BEGIN TASK DATA
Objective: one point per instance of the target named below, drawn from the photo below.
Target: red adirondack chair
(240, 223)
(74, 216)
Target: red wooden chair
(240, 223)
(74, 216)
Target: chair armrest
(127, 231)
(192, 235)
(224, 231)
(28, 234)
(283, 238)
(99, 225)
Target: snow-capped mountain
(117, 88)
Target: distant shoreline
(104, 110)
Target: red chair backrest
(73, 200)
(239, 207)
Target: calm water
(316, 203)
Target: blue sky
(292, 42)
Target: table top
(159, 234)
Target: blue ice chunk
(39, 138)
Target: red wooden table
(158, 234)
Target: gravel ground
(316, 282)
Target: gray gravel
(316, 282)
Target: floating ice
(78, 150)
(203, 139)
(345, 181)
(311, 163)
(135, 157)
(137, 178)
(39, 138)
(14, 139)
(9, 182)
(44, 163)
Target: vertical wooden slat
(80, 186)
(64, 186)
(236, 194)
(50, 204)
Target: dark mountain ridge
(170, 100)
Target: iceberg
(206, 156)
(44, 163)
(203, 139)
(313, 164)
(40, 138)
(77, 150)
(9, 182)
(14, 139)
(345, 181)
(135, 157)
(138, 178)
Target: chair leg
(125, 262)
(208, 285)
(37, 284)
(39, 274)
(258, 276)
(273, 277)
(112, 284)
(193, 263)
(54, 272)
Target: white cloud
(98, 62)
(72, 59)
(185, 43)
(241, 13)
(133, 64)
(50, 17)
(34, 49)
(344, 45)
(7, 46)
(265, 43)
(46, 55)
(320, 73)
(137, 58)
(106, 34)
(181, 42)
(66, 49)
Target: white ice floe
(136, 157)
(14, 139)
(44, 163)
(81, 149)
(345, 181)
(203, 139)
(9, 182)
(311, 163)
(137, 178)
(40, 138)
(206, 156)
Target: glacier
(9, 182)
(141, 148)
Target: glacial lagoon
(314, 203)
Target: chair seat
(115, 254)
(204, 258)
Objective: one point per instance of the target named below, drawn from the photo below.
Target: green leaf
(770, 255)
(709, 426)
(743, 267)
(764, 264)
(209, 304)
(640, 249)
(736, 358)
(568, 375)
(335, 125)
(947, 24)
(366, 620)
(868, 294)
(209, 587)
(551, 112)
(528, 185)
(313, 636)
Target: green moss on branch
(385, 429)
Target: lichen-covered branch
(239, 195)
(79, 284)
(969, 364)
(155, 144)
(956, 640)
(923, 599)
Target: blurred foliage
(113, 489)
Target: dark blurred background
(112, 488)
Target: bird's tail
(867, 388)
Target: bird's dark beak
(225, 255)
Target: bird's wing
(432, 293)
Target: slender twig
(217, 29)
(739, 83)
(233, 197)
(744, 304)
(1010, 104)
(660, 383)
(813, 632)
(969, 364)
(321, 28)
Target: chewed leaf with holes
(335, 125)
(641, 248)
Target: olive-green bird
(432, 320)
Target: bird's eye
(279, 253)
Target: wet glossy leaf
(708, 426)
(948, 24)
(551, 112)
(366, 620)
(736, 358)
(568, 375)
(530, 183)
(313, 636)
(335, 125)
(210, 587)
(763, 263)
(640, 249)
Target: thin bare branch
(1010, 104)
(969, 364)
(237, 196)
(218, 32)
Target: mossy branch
END TASK DATA
PROBLEM DESCRIPTION >>
Repeat, word for word, every line from the line that contains "Target: bird's eye" to the end of the entries; include both of those lines and no others.

RESULT OF THIS EXERCISE >>
Target: bird's eye
(279, 253)
Target: wet glossy leaf
(708, 426)
(948, 24)
(551, 112)
(366, 620)
(736, 358)
(568, 375)
(530, 183)
(313, 636)
(335, 125)
(210, 587)
(763, 263)
(640, 249)
Target: thin bare branch
(1010, 104)
(969, 364)
(237, 196)
(218, 32)
Target: mossy branch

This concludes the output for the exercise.